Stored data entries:

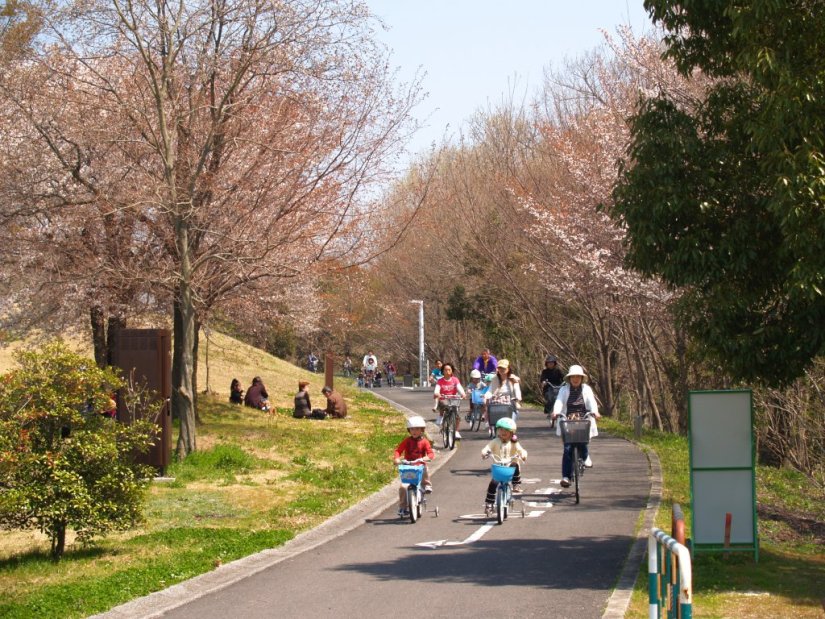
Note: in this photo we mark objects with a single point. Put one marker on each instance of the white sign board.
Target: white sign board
(722, 467)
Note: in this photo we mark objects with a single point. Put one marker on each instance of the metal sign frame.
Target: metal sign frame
(722, 471)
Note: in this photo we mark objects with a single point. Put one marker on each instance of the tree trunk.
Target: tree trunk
(183, 404)
(59, 541)
(116, 323)
(195, 348)
(98, 322)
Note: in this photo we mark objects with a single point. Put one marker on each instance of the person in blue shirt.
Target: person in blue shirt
(485, 362)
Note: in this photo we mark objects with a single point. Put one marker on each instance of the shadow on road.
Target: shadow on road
(578, 562)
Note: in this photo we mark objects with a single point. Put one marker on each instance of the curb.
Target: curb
(157, 603)
(620, 598)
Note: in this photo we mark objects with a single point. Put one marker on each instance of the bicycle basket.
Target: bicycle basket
(502, 472)
(497, 411)
(411, 473)
(577, 431)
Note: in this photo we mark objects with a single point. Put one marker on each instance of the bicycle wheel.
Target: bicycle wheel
(575, 457)
(451, 429)
(501, 504)
(412, 503)
(476, 419)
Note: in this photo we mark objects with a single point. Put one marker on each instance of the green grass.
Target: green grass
(256, 481)
(787, 579)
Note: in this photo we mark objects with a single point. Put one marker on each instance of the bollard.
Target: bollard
(670, 587)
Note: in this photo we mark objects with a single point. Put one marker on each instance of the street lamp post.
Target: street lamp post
(421, 359)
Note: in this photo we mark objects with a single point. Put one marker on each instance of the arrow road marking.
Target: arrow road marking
(472, 538)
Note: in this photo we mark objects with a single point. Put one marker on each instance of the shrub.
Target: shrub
(63, 465)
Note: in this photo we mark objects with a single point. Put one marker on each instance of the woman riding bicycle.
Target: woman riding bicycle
(505, 388)
(575, 399)
(448, 386)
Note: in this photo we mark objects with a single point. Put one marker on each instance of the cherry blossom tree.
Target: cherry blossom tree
(244, 134)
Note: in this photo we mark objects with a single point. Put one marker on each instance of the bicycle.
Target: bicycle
(496, 409)
(502, 473)
(411, 474)
(576, 432)
(476, 415)
(449, 421)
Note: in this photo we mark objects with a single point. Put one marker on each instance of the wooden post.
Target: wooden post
(329, 369)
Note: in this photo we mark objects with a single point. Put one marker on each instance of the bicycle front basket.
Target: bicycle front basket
(577, 431)
(502, 472)
(497, 411)
(411, 473)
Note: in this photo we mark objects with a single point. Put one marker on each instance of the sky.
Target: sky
(476, 52)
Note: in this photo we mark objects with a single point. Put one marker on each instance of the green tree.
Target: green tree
(725, 197)
(63, 465)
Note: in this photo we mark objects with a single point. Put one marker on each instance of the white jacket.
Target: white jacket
(560, 406)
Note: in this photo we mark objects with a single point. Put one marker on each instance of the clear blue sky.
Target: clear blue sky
(476, 51)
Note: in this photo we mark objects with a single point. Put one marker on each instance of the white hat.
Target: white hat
(416, 421)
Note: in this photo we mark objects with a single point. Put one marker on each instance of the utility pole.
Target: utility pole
(421, 360)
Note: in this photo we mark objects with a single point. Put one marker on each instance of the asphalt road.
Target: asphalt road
(562, 560)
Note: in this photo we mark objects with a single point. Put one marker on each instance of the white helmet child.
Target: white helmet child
(416, 421)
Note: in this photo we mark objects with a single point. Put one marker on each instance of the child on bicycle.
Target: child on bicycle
(414, 447)
(476, 390)
(448, 386)
(503, 447)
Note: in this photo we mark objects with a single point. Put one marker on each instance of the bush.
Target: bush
(63, 465)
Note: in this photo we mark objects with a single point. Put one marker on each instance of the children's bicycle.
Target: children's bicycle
(452, 407)
(503, 473)
(411, 473)
(476, 414)
(576, 432)
(496, 409)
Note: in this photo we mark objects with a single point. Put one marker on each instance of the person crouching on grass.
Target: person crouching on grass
(413, 447)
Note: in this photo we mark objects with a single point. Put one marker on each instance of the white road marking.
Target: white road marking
(472, 538)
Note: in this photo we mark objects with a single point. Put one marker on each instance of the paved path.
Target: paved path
(562, 560)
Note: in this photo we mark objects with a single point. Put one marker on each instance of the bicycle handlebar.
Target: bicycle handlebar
(586, 415)
(499, 460)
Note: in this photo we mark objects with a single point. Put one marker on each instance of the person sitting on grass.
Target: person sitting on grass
(414, 447)
(256, 395)
(303, 407)
(336, 406)
(236, 392)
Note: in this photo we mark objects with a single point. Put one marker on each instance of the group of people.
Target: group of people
(336, 405)
(493, 380)
(370, 374)
(257, 397)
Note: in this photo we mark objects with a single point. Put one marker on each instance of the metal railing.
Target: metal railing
(669, 577)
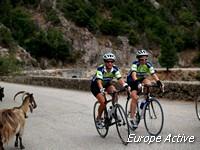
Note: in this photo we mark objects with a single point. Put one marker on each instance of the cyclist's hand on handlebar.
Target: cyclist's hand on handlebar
(102, 90)
(125, 85)
(161, 85)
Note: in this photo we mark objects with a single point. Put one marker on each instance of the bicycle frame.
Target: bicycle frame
(114, 100)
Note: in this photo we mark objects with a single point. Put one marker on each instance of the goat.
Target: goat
(12, 120)
(1, 93)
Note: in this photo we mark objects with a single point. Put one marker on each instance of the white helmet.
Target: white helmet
(141, 52)
(108, 56)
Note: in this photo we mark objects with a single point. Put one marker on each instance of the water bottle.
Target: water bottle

## [To do]
Exactly as written, please copy out the whole set of records, skipping images.

## [Written answer]
Note: in this photo we mark objects with a single point. Put one marker on each instance of the white sign board.
Target: white sign board
(722, 467)
Note: in this photo we mark objects with a single point. Put one marker on each instance of the metal sign frame.
Target: metal sign frame
(722, 471)
Note: in this photo we mark objects with a single point. Put one marker on each instance of the tree trunk.
Target: tree trunk
(183, 404)
(59, 541)
(116, 323)
(195, 348)
(98, 322)
Note: in this photo we mark objects with a single point. Put one marker on each instance of the person in blue shirt.
Target: person in blue shirt
(485, 362)
Note: in this photo we mark objects with a single point. Put one marker on each instance of the shadow on road.
Target: shadow on road
(578, 562)
Note: in this photo we mark objects with a single point. Put one marker on each instance of the curb.
Target: curb
(157, 603)
(620, 598)
Note: in this photo we mark objects with a single point. Put one marker on each instance of the bicycle basket.
Target: bicycle basket
(502, 472)
(497, 411)
(411, 473)
(577, 431)
Note: in this photo we mark objects with a single point. Put one marker on each instance of the bicycle wheel.
Target: bicycle wheel
(575, 457)
(451, 429)
(501, 504)
(412, 503)
(476, 419)
Note: in this photo we mark objects with a single point. Put one marker on each instance of the green grass.
Target: green grass
(256, 481)
(787, 579)
Note: in this photo we mark objects with a single point. Put one marker on each instance of the bollard.
Target: bollard
(670, 587)
Note: in this photo we mark objects with a single point. Put one marker on each instance of the street lamp post.
Target: street lamp post
(421, 359)
Note: in this photo we mark objects with a single point. Put one marker on each instance of the arrow road marking.
Target: arrow road marking
(472, 538)
Note: in this photo we mark objects with a single point. Put one marker on each instance of the shrub.
Target: shrub
(63, 465)
Note: in this photo we mark objects with a single point. Put one marker on each instance of the woman riding bicycle.
Target: woman riding bicycle
(505, 388)
(575, 399)
(448, 386)
Note: in this photo we mark objects with a single point. Put one marker on each instance of the cherry blossom tree.
Target: cherry blossom tree
(244, 134)
Note: in this photo we mark objects with a single point. Put one marker on each instance of the bicycle.
Target: bicycle
(496, 409)
(502, 473)
(411, 474)
(576, 432)
(476, 415)
(449, 421)
Note: in this photo we mark objects with a single point. Put one marker on each instance of the wooden post.
Target: wooden post
(329, 369)
Note: in this photo we mark objects with a single point. Put one marker on each instance of the bicycle front basket.
Target: bicycle front basket
(577, 431)
(502, 472)
(497, 411)
(411, 473)
Note: in this photo we mark objects with a single point. Put one marker on each instance of the sky.
Target: sky
(476, 52)
Note: in this photo we mark objects with a single point. Put one marker on each instance of the green tree.
Target: green tree
(725, 197)
(63, 465)
Note: in this photo we mark objects with a single point. Put one marker on each instance of the white jacket.
Target: white jacket
(560, 406)
Note: in this photo we mark objects with a single point. Put one marker on each instance of the clear blue sky.
Target: clear blue sky
(476, 51)
Note: in this photo we mark objects with a single point. Put one marker on each instance of the white hat.
Target: white hat
(416, 421)
Note: in this photo we mark objects with a single point. Put one marker on each instance of the utility pole.
Target: utility pole
(421, 360)
Note: in this photo we mark objects with a single point. Put one marker on each instance of the asphalt road.
Target: asphalt road
(562, 560)
Note: in this photo we mark objects with a single point. Put one marker on each instance of the white helmet child.
Target: white helmet child
(416, 421)
Note: in this photo we mark objects with a single point. Put one marker on each instance of the child on bicycle.
Target: child on bicycle
(414, 447)
(476, 390)
(448, 386)
(503, 447)
Note: in this photo we mark objects with a single point. Put one marker on each instance of the bush.
Target: bush
(63, 465)
Note: in this photo we mark objects with a single point. Put one marker on each instance of the children's bicycle.
Target: children's bicycle
(452, 407)
(503, 473)
(411, 473)
(476, 414)
(576, 432)
(496, 409)
Note: in this photo we mark objects with a single point. Put one marker on each instance of the person crouching on grass.
Target: person crouching on grass
(413, 447)
Note: in this photo we mark objects with a single point. Put one marker on each instance of the white road marking.
Target: white road marking
(472, 538)
Note: in this photo we mark objects with a single point. Put one marker on each instance of the paved path.
Target: paved path
(562, 560)
Note: in this photo we mark objects with a single point. Put one marker on each instance of the bicycle handlebar.
Target: bicycle handlebar
(586, 415)
(499, 460)
Note: in this photo we mark objects with a single point. Put one marker on each instance of the person sitting on grass.
Target: person sitting on grass
(414, 447)
(256, 395)
(303, 407)
(336, 406)
(236, 392)
Note: in this photo we mark objects with a single point. Put one marker on each instance of the group of people.
Target: group of people
(336, 405)
(493, 380)
(370, 374)
(257, 397)
Note: in this photo we mark objects with a single point. Put one marker on each instance of the metal railing.
Target: metal railing
(669, 577)
Note: in this photo we mark objects with a single point. Put one marker on each instance of the cyclist's hand on handlebar.
Target: cyclist's hand on handlebar
(102, 90)
(125, 85)
(161, 85)
Note: in this photo we mark objects with a single point. Put one marker on each instance of the bicycle frame.
Target: bicycle frame
(114, 100)
Note: in this photo we mark objects with a single point. Put one marker on each instance of the goat.
Target: goat
(12, 120)
(1, 93)
Note: in this photo we mark objects with a single point. Put one marker on each instance of the white helmet.
Target: white helmet
(141, 52)
(108, 56)
Note: in this photo we mark objects with a single point. Put one marker on each instance of the water bottle.
Target: water bottle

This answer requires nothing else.